_INSTRUCTIONS FOR THE TASK_.
Scan the data for "purple" and copy the lines it appears in.

_SUPPLIED ENTRIES_.

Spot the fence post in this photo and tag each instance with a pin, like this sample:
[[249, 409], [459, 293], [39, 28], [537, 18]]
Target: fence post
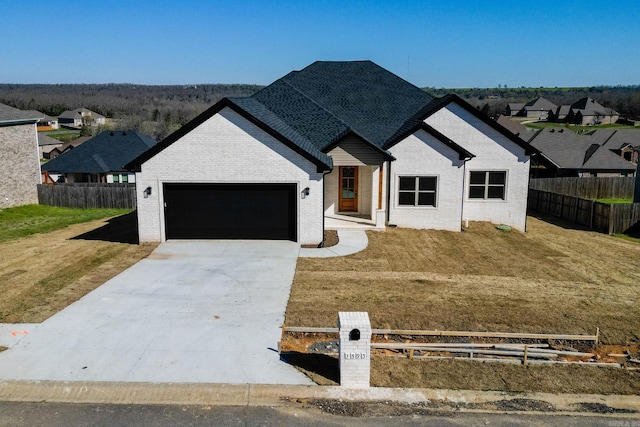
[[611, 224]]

--

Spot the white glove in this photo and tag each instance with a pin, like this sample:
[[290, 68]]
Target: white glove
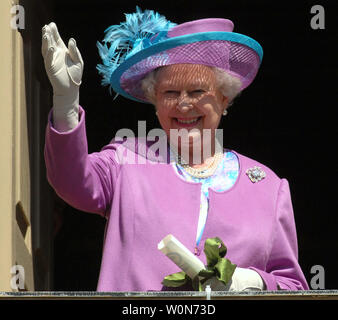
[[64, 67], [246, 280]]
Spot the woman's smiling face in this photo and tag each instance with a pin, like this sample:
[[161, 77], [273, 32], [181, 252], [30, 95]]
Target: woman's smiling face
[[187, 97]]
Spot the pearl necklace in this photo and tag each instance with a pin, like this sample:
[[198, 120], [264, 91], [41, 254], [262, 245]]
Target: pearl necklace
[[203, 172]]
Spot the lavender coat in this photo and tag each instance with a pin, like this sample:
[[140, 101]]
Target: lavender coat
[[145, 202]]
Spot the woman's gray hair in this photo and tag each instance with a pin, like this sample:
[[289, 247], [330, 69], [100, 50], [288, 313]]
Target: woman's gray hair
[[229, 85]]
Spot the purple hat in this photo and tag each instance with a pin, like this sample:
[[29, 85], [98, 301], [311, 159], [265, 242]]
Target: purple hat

_TASK RESULT_.
Spot the purple hat in this photo and tag each instance with a pin, like this sample:
Target: purple hat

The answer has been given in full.